Task goal — Each entry below is to be duplicated verbatim.

Stored items —
+++
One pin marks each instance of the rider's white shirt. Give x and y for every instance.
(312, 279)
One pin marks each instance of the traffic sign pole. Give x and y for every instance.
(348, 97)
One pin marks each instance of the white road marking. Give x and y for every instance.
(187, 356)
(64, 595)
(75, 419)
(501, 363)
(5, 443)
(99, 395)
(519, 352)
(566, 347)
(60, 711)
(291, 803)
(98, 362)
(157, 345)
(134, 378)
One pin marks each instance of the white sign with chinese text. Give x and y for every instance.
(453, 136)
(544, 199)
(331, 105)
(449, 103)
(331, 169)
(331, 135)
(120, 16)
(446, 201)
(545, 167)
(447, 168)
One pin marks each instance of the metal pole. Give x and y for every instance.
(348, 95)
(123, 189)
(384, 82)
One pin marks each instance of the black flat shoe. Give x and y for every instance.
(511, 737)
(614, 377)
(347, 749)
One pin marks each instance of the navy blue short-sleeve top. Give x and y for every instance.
+++
Answer for the task —
One pin marks each instance of the rider's white shirt. Give x and y for every instance.
(312, 279)
One pin marks each instance of the traffic sign pole. Give x and y for every instance.
(348, 97)
One pin marks each instance of the white road marking. Give x and y for every instance.
(187, 356)
(64, 595)
(75, 419)
(501, 363)
(5, 443)
(99, 395)
(519, 352)
(566, 347)
(60, 711)
(291, 803)
(98, 362)
(157, 345)
(134, 378)
One pin marks each instance of the white sign with chinese text. Give x and y for every instance.
(453, 136)
(544, 199)
(331, 105)
(449, 103)
(331, 169)
(331, 135)
(120, 16)
(446, 201)
(545, 167)
(447, 168)
One pin marks each instance of the metal pole. Give x and y for every instance.
(348, 95)
(123, 189)
(384, 82)
One pin marks each instance of the black flat shoe. Give x and y for every instance.
(511, 737)
(614, 377)
(347, 749)
One pin marks each instance of the navy blue short-sleeve top. Give x and y for every instance.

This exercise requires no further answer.